> **Набор заданий**:
a) Перепишите из фрагмента источника весь отрывок, начиная со слов «От искусства требовали» и вплоть до слов «портретах этой эпохи.».
b) Назовите все сферы, в которых, согласно последнему предложению фрагмента источника, бушевала буря.

> **Фрагмент источника**:
● ● ● ● ● ● ●
От искусства требовали стать реальностью, ответить на ее вопросы, слиться с жизнью, но сами вопросы, стоящие за ними идеи были нерасторжимы с верой в реальную возможность идеала. В начале XIX в. декабрист А. Одоевский, выходя на площадь, где должно было произойти восстание, воскликнул: «Умрем, братцы, ах, как славно мы умрем!» Смерть привлекала романтика даже больше, чем победа. Последнее отдавало пошлостью. Не случайно во всех многочисленных революциях этого столетия на баррикадах погибали {374} одни, а министерские кресла захватывали другие. Проза побеждала в быту, поэзия — в области мысли и идеалов. Отсюда то, что поражение влекло за собой меньше горьких разочарований, чем победа. Буря, бушевавшая в жизни и умах, на баррикадах и в поэзии XIX в., отразилась как в зеркале в портретах этой эпохи.
● ● ● ● ● ● ●
> **Собранный материал**:
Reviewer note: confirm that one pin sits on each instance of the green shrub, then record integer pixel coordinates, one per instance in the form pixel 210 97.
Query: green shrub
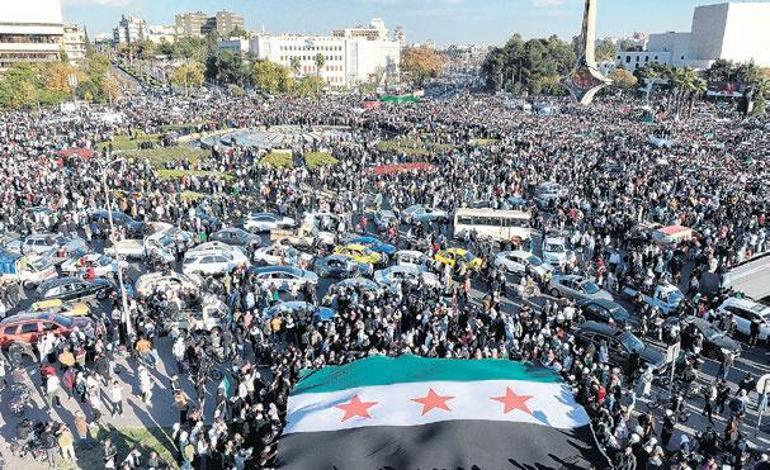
● ● ● ● ● ● ●
> **Ответы к заданиям**:
a)
От искусства требовали стать реальностью, ответить на ее вопросы, слиться с жизнью, но сами вопросы, стоящие за ними идеи были нерасторжимы с верой в реальную возможность идеала. В начале XIX в. декабрист А. Одоевский, выходя на площадь, где должно было произойти восстание, воскликнул: «Умрем, братцы, ах, как славно мы умрем!» Смерть привлекала романтика даже больше, чем победа. Последнее отдавало пошлостью. Не случайно во всех многочисленных революциях этого столетия на баррикадах погибали {374} одни, а министерские кресла захватывали другие. Проза побеждала в быту, поэзия — в области мысли и идеалов. Отсюда то, что поражение влекло за собой меньше горьких разочарований, чем победа. Буря, бушевавшая в жизни и умах, на баррикадах и в поэзии XIX в., отразилась как в зеркале в портретах этой эпохи.

b)
- в жизни
- в умах
- на баррикадах
- в поэзии XIX в.